> What needs to be done: Copy every item below character for character and keep each line break.

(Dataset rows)

------------------------------------------------------------

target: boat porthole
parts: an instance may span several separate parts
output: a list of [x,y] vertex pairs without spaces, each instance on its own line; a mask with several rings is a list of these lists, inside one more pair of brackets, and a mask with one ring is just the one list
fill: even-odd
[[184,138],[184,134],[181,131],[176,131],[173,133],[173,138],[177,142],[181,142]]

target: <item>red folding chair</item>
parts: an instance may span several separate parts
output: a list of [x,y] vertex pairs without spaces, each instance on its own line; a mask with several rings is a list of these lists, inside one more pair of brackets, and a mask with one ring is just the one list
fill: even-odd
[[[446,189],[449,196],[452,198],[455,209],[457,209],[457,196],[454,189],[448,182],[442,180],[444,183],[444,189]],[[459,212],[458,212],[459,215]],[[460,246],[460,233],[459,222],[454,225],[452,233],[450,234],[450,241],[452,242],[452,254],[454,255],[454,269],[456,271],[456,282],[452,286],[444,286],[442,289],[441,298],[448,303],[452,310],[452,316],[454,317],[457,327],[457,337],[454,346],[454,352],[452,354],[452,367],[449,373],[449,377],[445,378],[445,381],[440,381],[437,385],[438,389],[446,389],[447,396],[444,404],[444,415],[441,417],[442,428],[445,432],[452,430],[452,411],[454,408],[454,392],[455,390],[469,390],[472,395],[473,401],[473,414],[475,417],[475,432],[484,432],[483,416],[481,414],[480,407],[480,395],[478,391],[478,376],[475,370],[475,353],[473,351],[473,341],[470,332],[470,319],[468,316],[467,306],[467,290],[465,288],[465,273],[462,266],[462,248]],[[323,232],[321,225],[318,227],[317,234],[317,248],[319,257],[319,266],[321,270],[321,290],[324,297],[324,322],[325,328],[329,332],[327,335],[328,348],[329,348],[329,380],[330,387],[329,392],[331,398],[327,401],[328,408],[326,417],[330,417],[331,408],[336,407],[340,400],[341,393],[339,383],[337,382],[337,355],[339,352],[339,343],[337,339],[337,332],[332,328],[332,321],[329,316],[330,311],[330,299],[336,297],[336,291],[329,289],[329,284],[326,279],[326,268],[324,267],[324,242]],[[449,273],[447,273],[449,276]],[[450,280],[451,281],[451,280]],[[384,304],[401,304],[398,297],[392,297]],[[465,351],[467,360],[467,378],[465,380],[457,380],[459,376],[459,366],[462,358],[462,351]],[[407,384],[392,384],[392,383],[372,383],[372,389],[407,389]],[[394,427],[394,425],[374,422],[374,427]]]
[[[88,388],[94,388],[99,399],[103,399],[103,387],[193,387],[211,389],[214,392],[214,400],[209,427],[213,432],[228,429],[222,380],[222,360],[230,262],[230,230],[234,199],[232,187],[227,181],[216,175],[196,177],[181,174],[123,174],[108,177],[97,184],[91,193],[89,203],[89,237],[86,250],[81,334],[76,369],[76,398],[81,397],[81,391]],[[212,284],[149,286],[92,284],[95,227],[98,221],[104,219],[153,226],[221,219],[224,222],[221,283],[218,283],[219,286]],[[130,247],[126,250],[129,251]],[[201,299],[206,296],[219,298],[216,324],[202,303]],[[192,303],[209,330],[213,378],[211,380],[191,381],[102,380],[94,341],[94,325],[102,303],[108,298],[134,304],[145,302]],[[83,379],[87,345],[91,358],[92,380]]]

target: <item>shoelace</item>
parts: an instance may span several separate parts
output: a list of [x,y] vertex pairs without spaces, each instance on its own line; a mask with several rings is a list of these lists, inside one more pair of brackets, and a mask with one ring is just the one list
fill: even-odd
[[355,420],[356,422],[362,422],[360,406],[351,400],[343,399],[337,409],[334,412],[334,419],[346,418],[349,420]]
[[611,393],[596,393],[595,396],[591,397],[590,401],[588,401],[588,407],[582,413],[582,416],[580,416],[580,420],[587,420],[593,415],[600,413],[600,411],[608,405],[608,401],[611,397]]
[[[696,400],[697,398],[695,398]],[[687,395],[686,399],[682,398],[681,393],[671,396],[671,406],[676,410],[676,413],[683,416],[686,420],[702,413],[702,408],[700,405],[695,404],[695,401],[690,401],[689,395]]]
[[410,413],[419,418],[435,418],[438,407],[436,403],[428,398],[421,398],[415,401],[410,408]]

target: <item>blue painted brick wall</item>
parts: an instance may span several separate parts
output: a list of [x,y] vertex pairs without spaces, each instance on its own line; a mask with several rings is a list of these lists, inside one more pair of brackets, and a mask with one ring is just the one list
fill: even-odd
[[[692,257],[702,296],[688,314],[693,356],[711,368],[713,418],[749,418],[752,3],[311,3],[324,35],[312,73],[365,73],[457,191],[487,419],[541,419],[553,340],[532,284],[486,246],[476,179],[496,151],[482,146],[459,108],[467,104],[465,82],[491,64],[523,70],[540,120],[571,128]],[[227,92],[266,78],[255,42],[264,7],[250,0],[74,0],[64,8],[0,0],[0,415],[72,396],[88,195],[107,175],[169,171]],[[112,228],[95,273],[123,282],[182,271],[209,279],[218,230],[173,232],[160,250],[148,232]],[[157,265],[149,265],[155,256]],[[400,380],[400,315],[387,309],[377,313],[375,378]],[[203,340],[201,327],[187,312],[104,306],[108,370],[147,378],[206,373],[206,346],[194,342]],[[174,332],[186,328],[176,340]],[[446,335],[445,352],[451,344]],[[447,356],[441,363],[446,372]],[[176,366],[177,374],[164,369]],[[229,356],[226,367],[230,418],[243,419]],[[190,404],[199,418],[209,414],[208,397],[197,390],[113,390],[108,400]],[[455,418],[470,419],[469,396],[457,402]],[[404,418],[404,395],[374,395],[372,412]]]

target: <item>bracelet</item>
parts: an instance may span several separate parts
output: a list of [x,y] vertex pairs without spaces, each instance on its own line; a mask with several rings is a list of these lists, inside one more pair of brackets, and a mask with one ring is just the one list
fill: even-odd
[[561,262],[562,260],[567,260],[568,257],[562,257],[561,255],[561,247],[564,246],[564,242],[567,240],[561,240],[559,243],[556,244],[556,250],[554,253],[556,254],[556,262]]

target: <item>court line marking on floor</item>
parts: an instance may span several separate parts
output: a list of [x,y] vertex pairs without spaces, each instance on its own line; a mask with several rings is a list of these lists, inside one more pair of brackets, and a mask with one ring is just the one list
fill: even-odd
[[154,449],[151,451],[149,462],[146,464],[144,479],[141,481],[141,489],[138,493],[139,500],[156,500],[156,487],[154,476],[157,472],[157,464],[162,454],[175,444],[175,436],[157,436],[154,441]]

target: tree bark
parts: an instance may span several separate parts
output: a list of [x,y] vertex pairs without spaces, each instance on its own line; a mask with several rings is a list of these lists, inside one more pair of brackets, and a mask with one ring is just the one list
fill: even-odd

------------------------------------------------------------

> Response below:
target: boat porthole
parts: an instance may span several separate parts
output: a list of [x,y] vertex pairs without spaces, each instance on its own line; a mask with several rings is a list of these lists, inside one more pair of brackets, and a mask with one ring is just the one list
fill: even-odd
[[184,138],[184,134],[181,131],[176,131],[173,133],[173,138],[177,142],[181,142]]

target: <item>red folding chair</item>
parts: an instance may span several separate parts
output: a list of [x,y] vertex pairs without spaces, each instance on its own line; a mask with several rings is a list of these lists, inside one more pair of brackets, and a mask with one ring is just the one list
fill: even-odd
[[[446,189],[449,196],[452,198],[455,209],[457,209],[457,196],[454,189],[448,182],[442,180],[444,183],[444,189]],[[459,212],[458,212],[459,215]],[[460,246],[460,233],[459,222],[454,225],[452,233],[450,234],[450,241],[452,242],[452,254],[454,255],[454,269],[456,271],[456,282],[452,286],[444,286],[442,289],[441,298],[448,303],[452,310],[452,316],[454,317],[457,327],[457,337],[454,346],[454,352],[452,354],[452,367],[449,373],[449,377],[445,378],[445,381],[440,381],[437,385],[438,389],[446,389],[447,396],[444,404],[444,415],[441,417],[442,428],[445,432],[452,430],[452,411],[454,408],[454,392],[455,390],[469,390],[472,395],[473,401],[473,414],[475,417],[475,432],[484,432],[483,416],[481,414],[480,407],[480,395],[478,391],[478,376],[475,370],[475,353],[473,351],[473,341],[470,332],[470,319],[468,316],[467,306],[467,290],[465,288],[465,273],[462,266],[462,248]],[[323,232],[321,225],[318,227],[317,234],[317,248],[319,257],[319,266],[321,270],[321,290],[324,297],[324,322],[325,328],[329,332],[327,335],[328,348],[329,348],[329,380],[330,387],[329,392],[331,398],[327,401],[328,408],[326,417],[330,417],[331,408],[336,407],[340,400],[341,393],[339,383],[337,382],[337,355],[339,352],[339,343],[337,339],[337,332],[332,328],[332,321],[329,316],[330,311],[330,299],[336,297],[336,291],[329,289],[329,284],[326,279],[326,268],[324,267],[324,242]],[[449,273],[447,273],[449,276]],[[450,280],[451,281],[451,280]],[[384,304],[401,304],[398,297],[392,297]],[[465,351],[467,360],[467,378],[465,380],[457,380],[459,376],[459,366],[462,358],[462,351]],[[407,384],[392,384],[392,383],[372,383],[372,389],[407,389]],[[394,427],[394,425],[374,422],[374,427]]]
[[[88,388],[94,388],[99,399],[103,399],[103,387],[193,387],[211,389],[214,392],[214,400],[209,427],[213,432],[228,429],[222,380],[222,360],[230,262],[230,230],[234,199],[232,187],[227,181],[216,175],[196,177],[181,174],[123,174],[108,177],[97,184],[91,193],[89,203],[89,237],[86,250],[81,334],[76,369],[76,398],[81,397],[81,391]],[[212,284],[149,286],[92,284],[95,227],[98,221],[104,219],[153,226],[221,219],[224,222],[221,283],[218,283],[219,286]],[[130,247],[126,250],[129,251]],[[201,299],[206,296],[219,298],[216,324],[202,303]],[[192,303],[209,330],[213,378],[211,380],[191,381],[102,380],[94,341],[94,325],[102,303],[108,298],[134,304],[145,302]],[[83,379],[87,345],[91,358],[92,380]]]

target: <item>shoelace</item>
parts: an instance may span several separate parts
output: a list of [x,y] vertex pairs without spaces, each instance on its own line; a mask with several rings is a list of these lists, inside one more pair of brackets, and a mask with one ring is just the one list
fill: even-odd
[[355,420],[356,422],[362,422],[360,406],[351,400],[343,399],[337,409],[334,412],[334,419],[346,418],[349,420]]
[[611,393],[596,393],[595,396],[591,397],[590,401],[588,401],[588,407],[582,413],[582,416],[580,416],[580,420],[587,420],[593,415],[600,413],[600,411],[608,405],[608,401],[611,397]]
[[[696,400],[697,398],[695,398]],[[687,395],[686,399],[682,398],[681,393],[671,396],[671,406],[676,410],[676,413],[683,416],[686,420],[702,413],[702,408],[700,405],[695,404],[695,401],[690,401],[689,395]]]
[[410,413],[419,418],[435,418],[438,407],[436,403],[428,398],[421,398],[415,401],[410,408]]

target: <item>blue painted brick wall</item>
parts: an instance may span several separate parts
output: a list of [x,y] vertex pairs without spaces, each instance on its own line; a mask with several rings is a list of these lists, inside one more pair of brackets, and a mask with one ring is just the one list
fill: even-odd
[[[692,257],[702,296],[688,314],[693,356],[711,368],[713,418],[749,418],[752,3],[311,3],[324,35],[312,73],[365,73],[457,191],[487,419],[541,419],[553,340],[532,284],[486,246],[476,179],[496,151],[482,146],[459,108],[467,104],[465,82],[491,64],[523,70],[540,120],[571,128]],[[227,92],[266,78],[255,42],[264,7],[250,0],[74,0],[64,8],[0,0],[0,415],[72,396],[88,195],[107,175],[169,171]],[[112,228],[95,273],[123,282],[182,271],[209,279],[218,230],[173,232],[160,250],[148,232]],[[157,265],[149,265],[155,256]],[[400,380],[400,315],[387,309],[377,313],[375,378]],[[203,340],[201,327],[187,312],[104,306],[108,370],[147,378],[206,373],[206,346],[194,342]],[[174,332],[186,328],[176,340]],[[446,335],[445,352],[451,344]],[[447,356],[441,363],[446,372]],[[176,366],[177,374],[164,369]],[[229,356],[226,367],[230,418],[243,419]],[[190,404],[199,418],[209,414],[208,397],[197,390],[113,390],[108,400]],[[455,418],[470,419],[469,396],[457,402]],[[404,418],[404,395],[374,395],[372,412]]]

target: <item>bracelet</item>
parts: an instance may span several separate parts
output: a list of [x,y] vertex pairs without spaces, each instance on its own line; a mask with several rings is a list of these lists, inside one more pair of brackets, and a mask with one ring is just the one list
fill: even-odd
[[561,262],[562,260],[567,260],[568,257],[562,257],[561,255],[561,247],[564,246],[564,242],[567,240],[561,240],[559,243],[556,244],[556,250],[554,253],[556,254],[556,262]]

target: <item>court line marking on floor</item>
parts: an instance may span several separate parts
output: a list of [x,y] vertex pairs without spaces, each instance on its own line; a mask with several rings is a list of these lists, inside one more pair of brackets, and a mask with one ring is just the one list
fill: even-odd
[[154,449],[151,451],[149,462],[146,464],[144,479],[141,481],[141,489],[138,493],[139,500],[156,500],[156,487],[154,476],[157,472],[157,464],[162,454],[175,444],[175,436],[157,436],[154,441]]

target: tree bark
parts: an instance may span several separate parts
output: a list of [x,y] vertex pairs without spaces, each instance on its own line; a mask with several rings is a list of these lists, inside one more pair of brackets, and a mask with one ring is just the one list
fill: even-odd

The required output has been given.